[Items listed in a dataset]
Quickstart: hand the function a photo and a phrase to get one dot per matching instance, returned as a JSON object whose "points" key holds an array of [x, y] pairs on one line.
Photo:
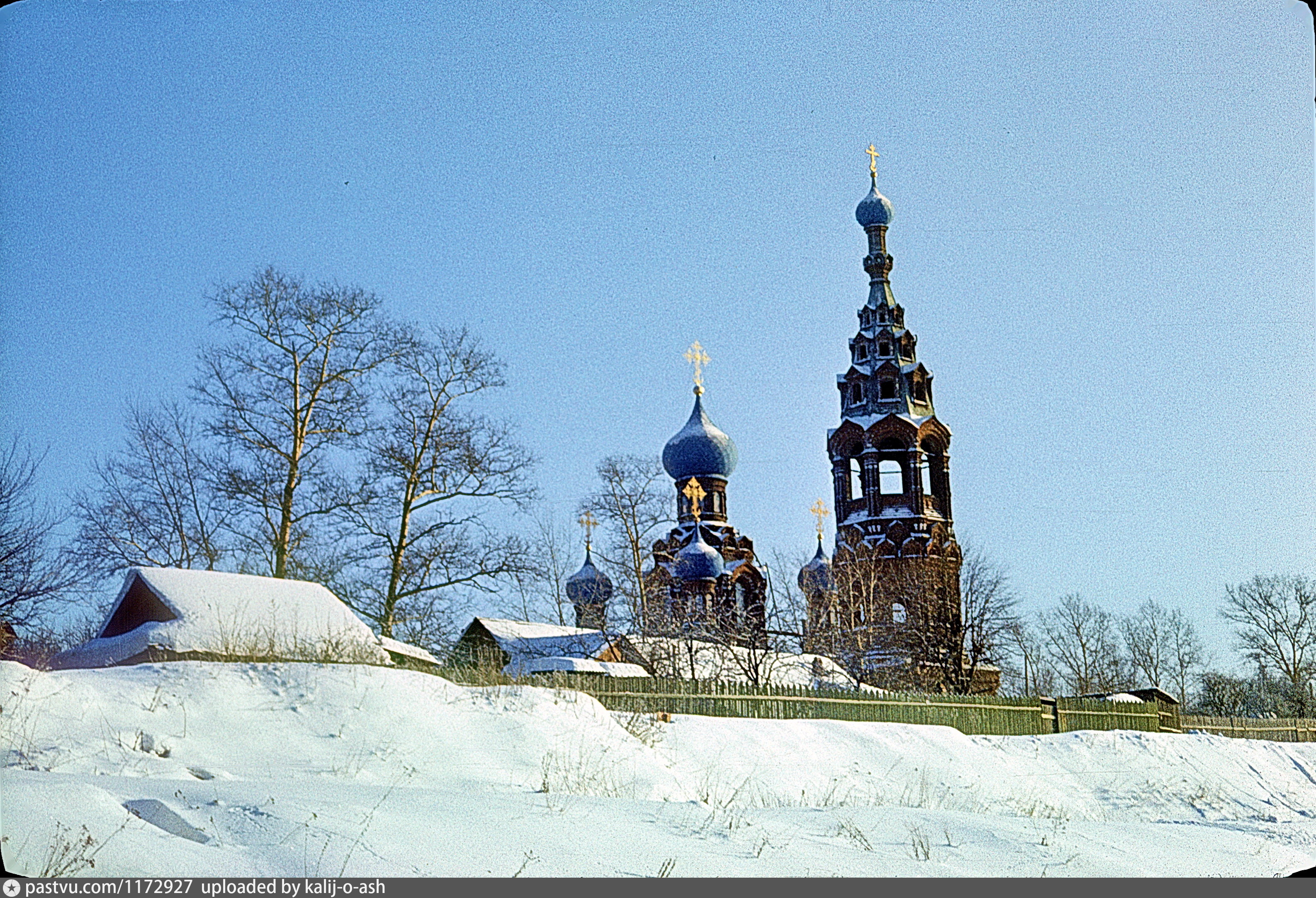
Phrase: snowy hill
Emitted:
{"points": [[303, 769]]}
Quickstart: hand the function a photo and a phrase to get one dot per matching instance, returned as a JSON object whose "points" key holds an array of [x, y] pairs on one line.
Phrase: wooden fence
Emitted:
{"points": [[975, 715], [1280, 730]]}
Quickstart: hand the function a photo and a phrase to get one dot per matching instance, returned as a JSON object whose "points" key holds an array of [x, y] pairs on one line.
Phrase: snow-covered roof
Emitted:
{"points": [[214, 613], [407, 649], [578, 665], [525, 639]]}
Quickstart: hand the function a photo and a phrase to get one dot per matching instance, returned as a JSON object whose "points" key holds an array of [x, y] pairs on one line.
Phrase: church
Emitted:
{"points": [[888, 603]]}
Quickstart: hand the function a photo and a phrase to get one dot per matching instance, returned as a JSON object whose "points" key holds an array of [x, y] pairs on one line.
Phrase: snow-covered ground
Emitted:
{"points": [[303, 769]]}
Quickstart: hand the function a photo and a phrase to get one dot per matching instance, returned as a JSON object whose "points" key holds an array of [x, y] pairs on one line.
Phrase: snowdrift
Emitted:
{"points": [[303, 769]]}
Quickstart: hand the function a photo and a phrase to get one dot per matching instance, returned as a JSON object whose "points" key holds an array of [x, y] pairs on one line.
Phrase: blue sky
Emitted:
{"points": [[1103, 237]]}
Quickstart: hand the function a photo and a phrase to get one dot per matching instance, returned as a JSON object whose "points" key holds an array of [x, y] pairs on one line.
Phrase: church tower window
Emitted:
{"points": [[890, 478]]}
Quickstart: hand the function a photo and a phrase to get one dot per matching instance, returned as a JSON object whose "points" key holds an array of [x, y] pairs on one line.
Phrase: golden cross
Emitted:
{"points": [[695, 494], [589, 522], [819, 512], [699, 359]]}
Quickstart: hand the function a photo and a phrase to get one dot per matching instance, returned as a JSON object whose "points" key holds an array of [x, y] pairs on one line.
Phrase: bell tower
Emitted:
{"points": [[894, 580]]}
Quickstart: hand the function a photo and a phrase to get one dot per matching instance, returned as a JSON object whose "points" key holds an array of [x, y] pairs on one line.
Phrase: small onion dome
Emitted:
{"points": [[816, 576], [698, 560], [589, 585], [874, 208], [699, 449]]}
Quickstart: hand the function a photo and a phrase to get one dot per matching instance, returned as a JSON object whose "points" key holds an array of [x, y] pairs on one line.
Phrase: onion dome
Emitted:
{"points": [[816, 576], [874, 208], [589, 585], [698, 560], [699, 449]]}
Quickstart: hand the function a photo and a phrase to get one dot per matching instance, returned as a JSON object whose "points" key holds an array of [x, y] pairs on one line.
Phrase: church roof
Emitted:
{"points": [[699, 449], [818, 573], [589, 585], [874, 208], [698, 560]]}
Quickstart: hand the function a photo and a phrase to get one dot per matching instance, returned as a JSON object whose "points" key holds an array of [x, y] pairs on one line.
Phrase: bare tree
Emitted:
{"points": [[285, 394], [555, 556], [1035, 675], [1163, 646], [33, 573], [156, 503], [1081, 642], [1276, 619], [435, 466], [632, 502], [986, 619], [1187, 654]]}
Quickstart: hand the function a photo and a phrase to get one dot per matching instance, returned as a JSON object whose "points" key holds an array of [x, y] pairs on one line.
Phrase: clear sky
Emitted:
{"points": [[1103, 237]]}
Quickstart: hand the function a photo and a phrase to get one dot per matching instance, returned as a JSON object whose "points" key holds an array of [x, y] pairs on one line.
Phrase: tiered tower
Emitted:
{"points": [[893, 589], [705, 581]]}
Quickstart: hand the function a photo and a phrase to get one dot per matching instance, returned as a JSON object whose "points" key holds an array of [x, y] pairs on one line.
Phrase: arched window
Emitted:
{"points": [[890, 480], [856, 480]]}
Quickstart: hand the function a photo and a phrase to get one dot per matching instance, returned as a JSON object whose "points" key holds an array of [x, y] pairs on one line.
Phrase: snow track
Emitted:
{"points": [[303, 769]]}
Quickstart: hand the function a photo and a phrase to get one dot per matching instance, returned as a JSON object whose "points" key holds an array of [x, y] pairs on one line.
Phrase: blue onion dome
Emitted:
{"points": [[699, 449], [698, 560], [589, 585], [874, 208], [818, 573]]}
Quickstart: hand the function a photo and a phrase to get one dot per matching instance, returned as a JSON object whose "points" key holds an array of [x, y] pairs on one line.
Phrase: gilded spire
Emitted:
{"points": [[699, 359], [589, 522], [820, 514], [695, 494]]}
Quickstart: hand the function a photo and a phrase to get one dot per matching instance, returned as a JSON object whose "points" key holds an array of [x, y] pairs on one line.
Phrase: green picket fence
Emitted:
{"points": [[974, 715], [1280, 730]]}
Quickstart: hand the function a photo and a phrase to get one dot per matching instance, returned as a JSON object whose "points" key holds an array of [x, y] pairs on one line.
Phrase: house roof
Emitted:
{"points": [[578, 665], [216, 613], [525, 639]]}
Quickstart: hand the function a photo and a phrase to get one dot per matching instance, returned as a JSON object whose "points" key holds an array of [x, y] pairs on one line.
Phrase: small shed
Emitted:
{"points": [[515, 646], [1149, 694], [168, 614]]}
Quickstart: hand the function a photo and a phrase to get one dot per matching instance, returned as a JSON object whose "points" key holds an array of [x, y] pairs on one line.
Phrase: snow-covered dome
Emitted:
{"points": [[698, 560], [874, 208], [589, 585], [699, 449], [816, 576]]}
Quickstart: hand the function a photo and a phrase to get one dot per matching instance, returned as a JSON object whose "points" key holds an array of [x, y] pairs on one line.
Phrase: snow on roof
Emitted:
{"points": [[578, 665], [409, 649], [525, 639], [216, 613]]}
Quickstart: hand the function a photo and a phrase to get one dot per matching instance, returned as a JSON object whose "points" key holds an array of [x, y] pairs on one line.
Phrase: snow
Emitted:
{"points": [[232, 614], [306, 769]]}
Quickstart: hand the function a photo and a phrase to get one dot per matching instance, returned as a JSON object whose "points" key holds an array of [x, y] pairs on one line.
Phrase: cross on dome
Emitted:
{"points": [[698, 357], [695, 494]]}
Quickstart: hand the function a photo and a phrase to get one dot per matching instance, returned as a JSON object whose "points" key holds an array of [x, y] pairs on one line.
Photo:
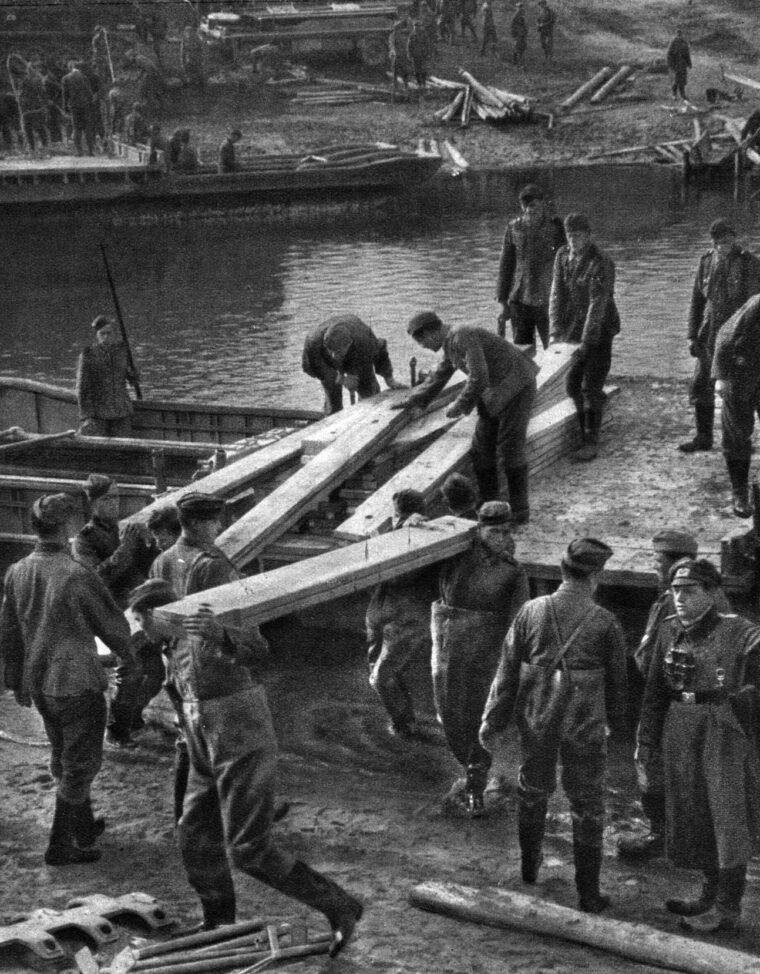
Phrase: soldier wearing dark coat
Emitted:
{"points": [[679, 62], [531, 242], [398, 626], [582, 309], [736, 372], [103, 372], [53, 608], [344, 352], [501, 385], [480, 593], [229, 803], [726, 277], [698, 712], [562, 675]]}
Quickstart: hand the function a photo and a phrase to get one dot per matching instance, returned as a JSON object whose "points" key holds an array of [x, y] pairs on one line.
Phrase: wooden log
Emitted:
{"points": [[585, 89], [370, 431], [623, 72], [332, 575], [637, 941]]}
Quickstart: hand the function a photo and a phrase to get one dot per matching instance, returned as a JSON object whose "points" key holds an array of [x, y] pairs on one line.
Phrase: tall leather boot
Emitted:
{"points": [[652, 845], [517, 481], [87, 828], [727, 910], [702, 903], [704, 417], [317, 891], [61, 850], [531, 822]]}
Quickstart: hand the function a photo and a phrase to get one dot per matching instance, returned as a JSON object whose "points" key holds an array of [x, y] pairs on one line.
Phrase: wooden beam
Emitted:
{"points": [[370, 431], [637, 941], [329, 576]]}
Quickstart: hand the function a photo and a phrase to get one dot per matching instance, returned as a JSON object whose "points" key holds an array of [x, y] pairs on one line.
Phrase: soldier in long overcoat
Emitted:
{"points": [[700, 701], [562, 674]]}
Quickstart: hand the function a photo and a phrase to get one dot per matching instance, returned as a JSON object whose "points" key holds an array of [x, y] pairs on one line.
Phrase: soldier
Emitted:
{"points": [[726, 277], [398, 626], [480, 592], [582, 309], [52, 610], [531, 242], [344, 352], [736, 373], [679, 62], [518, 30], [229, 804], [103, 371], [563, 676], [501, 384], [545, 21], [700, 698]]}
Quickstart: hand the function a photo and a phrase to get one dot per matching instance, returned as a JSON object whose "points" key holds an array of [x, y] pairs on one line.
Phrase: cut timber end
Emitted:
{"points": [[637, 941], [280, 592]]}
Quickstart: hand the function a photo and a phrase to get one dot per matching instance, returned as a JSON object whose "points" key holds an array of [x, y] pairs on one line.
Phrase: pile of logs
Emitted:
{"points": [[473, 99]]}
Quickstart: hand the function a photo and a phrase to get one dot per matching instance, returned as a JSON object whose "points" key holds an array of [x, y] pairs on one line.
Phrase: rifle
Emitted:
{"points": [[124, 338]]}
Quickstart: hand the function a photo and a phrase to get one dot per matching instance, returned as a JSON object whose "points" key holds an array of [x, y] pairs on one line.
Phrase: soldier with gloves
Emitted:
{"points": [[562, 675]]}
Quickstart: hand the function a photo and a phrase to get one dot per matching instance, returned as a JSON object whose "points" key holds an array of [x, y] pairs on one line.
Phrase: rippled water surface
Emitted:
{"points": [[217, 310]]}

### PROBLEM DETAILS
Determine how many lines in the rows above contain the string "covered", and reply with that number alone.

### SOLUTION TO THIS PROBLEM
3